- **Job**
List each line in the listing that contains the word "frame".

^^^^

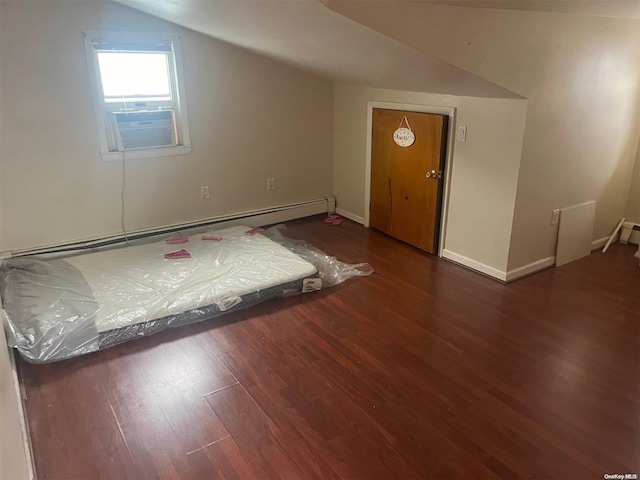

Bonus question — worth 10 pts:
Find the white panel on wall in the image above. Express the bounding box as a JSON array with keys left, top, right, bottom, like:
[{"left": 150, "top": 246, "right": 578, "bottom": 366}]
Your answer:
[{"left": 556, "top": 202, "right": 596, "bottom": 267}]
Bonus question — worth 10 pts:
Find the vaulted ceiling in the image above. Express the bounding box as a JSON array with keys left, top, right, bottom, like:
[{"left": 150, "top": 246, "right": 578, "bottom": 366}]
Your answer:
[
  {"left": 117, "top": 0, "right": 521, "bottom": 98},
  {"left": 115, "top": 0, "right": 640, "bottom": 98}
]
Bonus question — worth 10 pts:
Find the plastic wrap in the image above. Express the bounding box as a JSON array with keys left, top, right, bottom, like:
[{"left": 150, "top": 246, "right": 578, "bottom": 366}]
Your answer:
[{"left": 0, "top": 226, "right": 372, "bottom": 363}]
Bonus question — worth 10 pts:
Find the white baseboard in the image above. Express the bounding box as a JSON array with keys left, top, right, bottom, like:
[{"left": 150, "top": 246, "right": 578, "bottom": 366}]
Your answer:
[
  {"left": 336, "top": 208, "right": 364, "bottom": 225},
  {"left": 505, "top": 255, "right": 556, "bottom": 282},
  {"left": 442, "top": 248, "right": 507, "bottom": 282},
  {"left": 7, "top": 197, "right": 336, "bottom": 259}
]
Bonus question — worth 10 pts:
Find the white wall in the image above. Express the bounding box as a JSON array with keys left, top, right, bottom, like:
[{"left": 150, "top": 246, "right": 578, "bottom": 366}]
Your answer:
[
  {"left": 329, "top": 1, "right": 640, "bottom": 270},
  {"left": 333, "top": 84, "right": 527, "bottom": 274},
  {"left": 0, "top": 0, "right": 333, "bottom": 251},
  {"left": 624, "top": 144, "right": 640, "bottom": 223},
  {"left": 0, "top": 303, "right": 32, "bottom": 480}
]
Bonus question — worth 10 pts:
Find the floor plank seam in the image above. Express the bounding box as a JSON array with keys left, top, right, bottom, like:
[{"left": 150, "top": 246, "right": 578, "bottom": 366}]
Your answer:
[
  {"left": 202, "top": 380, "right": 240, "bottom": 398},
  {"left": 187, "top": 435, "right": 231, "bottom": 457}
]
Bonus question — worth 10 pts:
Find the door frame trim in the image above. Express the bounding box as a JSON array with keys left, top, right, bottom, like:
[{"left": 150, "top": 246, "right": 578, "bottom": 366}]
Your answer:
[{"left": 364, "top": 101, "right": 456, "bottom": 257}]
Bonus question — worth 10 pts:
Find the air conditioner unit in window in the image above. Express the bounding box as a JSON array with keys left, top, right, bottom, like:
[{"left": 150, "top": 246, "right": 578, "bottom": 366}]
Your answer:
[{"left": 113, "top": 110, "right": 177, "bottom": 151}]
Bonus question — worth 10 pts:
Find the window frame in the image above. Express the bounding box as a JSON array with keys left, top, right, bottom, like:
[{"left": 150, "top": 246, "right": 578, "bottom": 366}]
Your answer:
[{"left": 82, "top": 30, "right": 191, "bottom": 160}]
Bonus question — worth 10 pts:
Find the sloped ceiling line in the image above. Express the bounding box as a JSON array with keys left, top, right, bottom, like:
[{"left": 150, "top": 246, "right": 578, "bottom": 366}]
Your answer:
[{"left": 115, "top": 0, "right": 523, "bottom": 98}]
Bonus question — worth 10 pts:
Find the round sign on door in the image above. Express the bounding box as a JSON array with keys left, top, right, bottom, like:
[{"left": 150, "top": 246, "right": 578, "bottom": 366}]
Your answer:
[{"left": 393, "top": 116, "right": 416, "bottom": 147}]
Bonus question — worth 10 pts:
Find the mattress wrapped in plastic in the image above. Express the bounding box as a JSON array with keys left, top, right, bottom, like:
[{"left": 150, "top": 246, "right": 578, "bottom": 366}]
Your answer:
[{"left": 0, "top": 226, "right": 372, "bottom": 363}]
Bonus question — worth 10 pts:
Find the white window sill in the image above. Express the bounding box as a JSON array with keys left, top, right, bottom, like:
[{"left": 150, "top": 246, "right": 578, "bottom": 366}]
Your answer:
[{"left": 100, "top": 145, "right": 191, "bottom": 160}]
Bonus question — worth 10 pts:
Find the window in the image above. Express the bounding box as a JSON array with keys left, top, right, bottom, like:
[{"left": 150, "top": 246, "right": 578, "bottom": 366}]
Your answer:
[{"left": 83, "top": 31, "right": 191, "bottom": 160}]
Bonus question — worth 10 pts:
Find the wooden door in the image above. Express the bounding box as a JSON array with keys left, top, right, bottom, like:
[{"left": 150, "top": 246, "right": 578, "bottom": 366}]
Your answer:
[{"left": 369, "top": 108, "right": 448, "bottom": 253}]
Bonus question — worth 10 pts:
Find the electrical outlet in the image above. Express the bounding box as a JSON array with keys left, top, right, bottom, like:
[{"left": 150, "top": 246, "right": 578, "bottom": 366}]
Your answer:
[{"left": 458, "top": 125, "right": 467, "bottom": 142}]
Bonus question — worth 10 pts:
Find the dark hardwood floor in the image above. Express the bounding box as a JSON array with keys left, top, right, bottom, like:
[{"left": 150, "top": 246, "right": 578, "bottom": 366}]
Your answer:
[{"left": 19, "top": 217, "right": 640, "bottom": 479}]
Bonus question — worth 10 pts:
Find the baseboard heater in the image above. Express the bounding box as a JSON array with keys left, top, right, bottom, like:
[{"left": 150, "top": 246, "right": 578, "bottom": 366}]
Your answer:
[{"left": 1, "top": 197, "right": 336, "bottom": 258}]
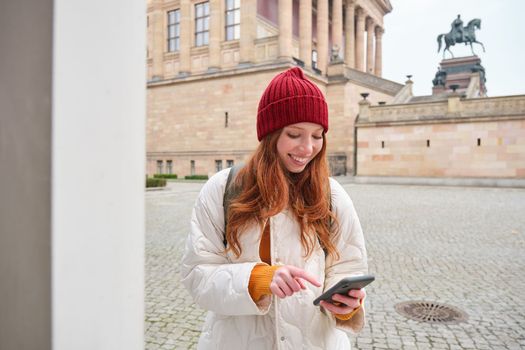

^^^^

- **Task output**
Find the door frame trim in the image above. Express the bounding box as a JSON array with keys left, top, right, bottom, like:
Find the window frame in the image above. Express the bounding box as a JSON array with keys left, top, right, bottom, like:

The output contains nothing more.